Study text: Begin

The house is a distinct example of the Prairie style of architecture first pioneered by Frank Lloyd Wright. The design, by Prairie School architect John S. Van Bergen, is nearly identical to one of his early commissions in Wilmette, Illinois, the C. Percy Skillin House. The major difference between the Anderson and Skillin Houses is found on the exterior facades. The Anderson House is clad in a yellow-orange brick and has stone sills and trim, in contrast with the Skillin House which has stucco cladding and cypress sills and trim.

Though the home has had alterations, it looks much the same as it did in a 1924 photograph. Alterations include window replacement; the existing four over four divided windows are out of character in Prairie style designs. On the front of the house the veranda has been enclosed and angled downspouts have been added which detract from the horizontal nature of the building.

The original home, as designed by Van Bergen has long been mistaken for a Frank Lloyd Wright design. The design reflects many elements of Prairie style that Wright was employed during the first decade of the 20th century. The brick clad exterior was one of the exterior coverings Wright used at the time and it is found prominently in the Anderson House. The house sits low to the ground, like many ideal Prairie style structures, and its front door is not immediately visible nor apparent, also common to Prairie homes. Other Prairie style features are found throughout the design: three walls of continuous casement windows, rooms and portions of rooms jut out in a horizontal manner and the living room has an entire wall occupied by a fireplace. The dominating fireplace is another Wright trademark. The house has distinct horizontal line and a low pitched red clay tile roof accented by Prairie style overhanging eaves. The yellow brick contrasts nicely with the stone and white painted trim.

Study text: End
Records provided: Begin

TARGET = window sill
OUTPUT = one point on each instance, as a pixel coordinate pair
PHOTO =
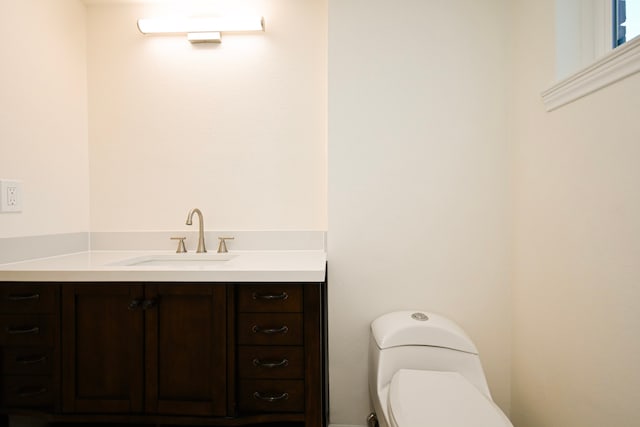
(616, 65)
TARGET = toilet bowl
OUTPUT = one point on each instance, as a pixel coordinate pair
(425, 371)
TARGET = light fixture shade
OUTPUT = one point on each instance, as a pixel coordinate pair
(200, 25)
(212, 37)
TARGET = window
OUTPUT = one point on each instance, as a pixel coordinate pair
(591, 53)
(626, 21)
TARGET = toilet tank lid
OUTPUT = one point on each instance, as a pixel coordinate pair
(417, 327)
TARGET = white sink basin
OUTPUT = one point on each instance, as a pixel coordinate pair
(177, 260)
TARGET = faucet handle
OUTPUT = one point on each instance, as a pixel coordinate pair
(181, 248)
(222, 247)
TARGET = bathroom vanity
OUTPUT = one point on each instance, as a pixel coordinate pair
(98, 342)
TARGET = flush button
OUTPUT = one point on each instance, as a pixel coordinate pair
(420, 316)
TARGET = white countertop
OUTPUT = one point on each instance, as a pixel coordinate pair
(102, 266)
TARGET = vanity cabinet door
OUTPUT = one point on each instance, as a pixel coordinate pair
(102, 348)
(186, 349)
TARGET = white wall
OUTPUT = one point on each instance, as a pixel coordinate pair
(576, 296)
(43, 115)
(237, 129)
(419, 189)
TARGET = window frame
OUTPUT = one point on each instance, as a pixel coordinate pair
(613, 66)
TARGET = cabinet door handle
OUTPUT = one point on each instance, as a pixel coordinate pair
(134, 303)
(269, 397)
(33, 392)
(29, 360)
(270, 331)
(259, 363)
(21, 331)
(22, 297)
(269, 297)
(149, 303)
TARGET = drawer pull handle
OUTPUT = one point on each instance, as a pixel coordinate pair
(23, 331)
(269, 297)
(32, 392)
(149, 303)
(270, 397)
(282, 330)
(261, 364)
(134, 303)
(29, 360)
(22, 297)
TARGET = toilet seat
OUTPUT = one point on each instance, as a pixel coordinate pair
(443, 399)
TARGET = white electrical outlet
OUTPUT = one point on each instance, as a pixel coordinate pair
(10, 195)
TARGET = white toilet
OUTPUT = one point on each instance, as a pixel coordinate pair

Records provided: End

Work instructions =>
1. Reproduce the passage on the Anderson House from "The house is" up to and including "sills and trim.".
2. Pick up the passage on the Anderson House after its last sentence and carry it on.
The entries are not needed for any of this work.

Responses per task =>
1.
The house is a distinct example of the Prairie style of architecture first pioneered by Frank Lloyd Wright. The design, by Prairie School architect John S. Van Bergen, is nearly identical to one of his early commissions in Wilmette, Illinois, the C. Percy Skillin House. The major difference between the Anderson and Skillin Houses is found on the exterior facades. The Anderson House is clad in a yellow-orange brick and has stone sills and trim, in contrast with the Skillin House which has stucco cladding and cypress sills and trim.

2.
Van Bergen's design for the Anderson House does deviate from the typical Wright-designed Prairie style house. Wright's early Prairie designs were characterized by the use of cubes and blocks; a good example is the James Charnley House in Chicago, a structure Wright designed while working for Adler and Sullivan. These elements are found in the Anderson House's rear elevation but the front of the house lacks these features of mature Prairie style.